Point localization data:
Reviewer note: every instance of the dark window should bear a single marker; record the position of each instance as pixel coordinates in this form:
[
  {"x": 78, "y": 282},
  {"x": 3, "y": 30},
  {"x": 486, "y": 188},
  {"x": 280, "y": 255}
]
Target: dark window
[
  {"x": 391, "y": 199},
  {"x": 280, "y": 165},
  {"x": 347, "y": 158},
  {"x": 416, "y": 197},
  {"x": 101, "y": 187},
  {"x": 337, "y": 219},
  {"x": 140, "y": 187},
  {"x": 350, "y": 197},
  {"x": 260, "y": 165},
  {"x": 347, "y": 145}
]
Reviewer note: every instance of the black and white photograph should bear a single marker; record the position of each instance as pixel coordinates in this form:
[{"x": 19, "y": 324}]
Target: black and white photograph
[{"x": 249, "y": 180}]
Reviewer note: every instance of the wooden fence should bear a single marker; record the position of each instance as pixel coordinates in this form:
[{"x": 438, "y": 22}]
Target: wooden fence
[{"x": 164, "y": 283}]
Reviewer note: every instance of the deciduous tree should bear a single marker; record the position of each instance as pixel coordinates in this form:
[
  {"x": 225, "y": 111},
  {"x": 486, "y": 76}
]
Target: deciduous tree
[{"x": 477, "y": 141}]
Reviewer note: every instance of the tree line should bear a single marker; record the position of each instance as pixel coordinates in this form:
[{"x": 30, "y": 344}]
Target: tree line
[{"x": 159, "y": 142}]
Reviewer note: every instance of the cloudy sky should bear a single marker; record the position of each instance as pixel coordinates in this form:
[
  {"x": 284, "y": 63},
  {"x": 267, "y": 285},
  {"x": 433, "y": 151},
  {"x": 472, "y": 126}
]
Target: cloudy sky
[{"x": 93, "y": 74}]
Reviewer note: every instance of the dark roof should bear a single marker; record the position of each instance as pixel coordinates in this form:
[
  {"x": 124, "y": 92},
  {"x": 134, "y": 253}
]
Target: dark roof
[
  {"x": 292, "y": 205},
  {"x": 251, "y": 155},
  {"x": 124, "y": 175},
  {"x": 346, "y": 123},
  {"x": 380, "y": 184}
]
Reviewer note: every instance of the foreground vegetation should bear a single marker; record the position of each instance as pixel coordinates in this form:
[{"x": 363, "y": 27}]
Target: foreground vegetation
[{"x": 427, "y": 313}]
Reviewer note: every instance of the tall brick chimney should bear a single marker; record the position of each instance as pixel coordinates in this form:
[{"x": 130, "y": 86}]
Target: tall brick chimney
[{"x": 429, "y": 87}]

Problem:
Every line of the records above needs to be given again exactly.

Exercise response:
Reviewer note: every instance of the dark window should bear a single marker; record the position of each instance as pixel coordinates in this form:
[
  {"x": 78, "y": 282},
  {"x": 3, "y": 30},
  {"x": 486, "y": 188},
  {"x": 280, "y": 255}
]
Target: dark window
[
  {"x": 391, "y": 199},
  {"x": 280, "y": 165},
  {"x": 347, "y": 158},
  {"x": 416, "y": 197},
  {"x": 101, "y": 187},
  {"x": 337, "y": 219},
  {"x": 140, "y": 187},
  {"x": 350, "y": 197},
  {"x": 260, "y": 165},
  {"x": 347, "y": 145}
]
Reviewer note: every instance of the black and white photograph should bear a single marker; record the position of each instance as pixel coordinates in this form:
[{"x": 19, "y": 324}]
Target: black and white photograph
[{"x": 249, "y": 180}]
Reviewer note: every instance of the wooden fence should bear a single marker; record the position of each instance as pixel coordinates in this form:
[{"x": 438, "y": 22}]
Target: wooden fence
[{"x": 164, "y": 283}]
Reviewer note: every instance of the deciduous tree should bear a single marker; record the position of each instance as pixel coordinates in this form:
[
  {"x": 225, "y": 111},
  {"x": 486, "y": 76}
]
Target: deciduous tree
[{"x": 477, "y": 141}]
Reviewer note: every instance of the tree line should bear a single marker; record the position of each instance as pixel coordinates in this form:
[{"x": 30, "y": 344}]
Target: tree line
[{"x": 159, "y": 142}]
Reviewer note: every instance of the cloudy sky should bear a single marker; record the position of each instance as pixel coordinates in this form:
[
  {"x": 284, "y": 63},
  {"x": 267, "y": 285},
  {"x": 433, "y": 151},
  {"x": 472, "y": 126}
]
Target: cloudy sky
[{"x": 93, "y": 74}]
Reviewer note: every instance of the dark roof should bear a single marker; record the position of each instance as pixel coordinates in this form:
[
  {"x": 124, "y": 92},
  {"x": 134, "y": 253}
]
Target: dark roof
[
  {"x": 292, "y": 205},
  {"x": 251, "y": 155},
  {"x": 124, "y": 175},
  {"x": 346, "y": 123},
  {"x": 380, "y": 184}
]
Reviewer note: every instance of the foreground vegetation should bear a single marker; record the position of each instance as pixel coordinates in this form:
[{"x": 363, "y": 27}]
Target: foreground vegetation
[{"x": 427, "y": 313}]
Reviewer note: every instance of the tall brick chimney should bear a single marker; record the position of each instance as pixel coordinates in this form:
[{"x": 130, "y": 86}]
Target: tall brick chimney
[{"x": 429, "y": 87}]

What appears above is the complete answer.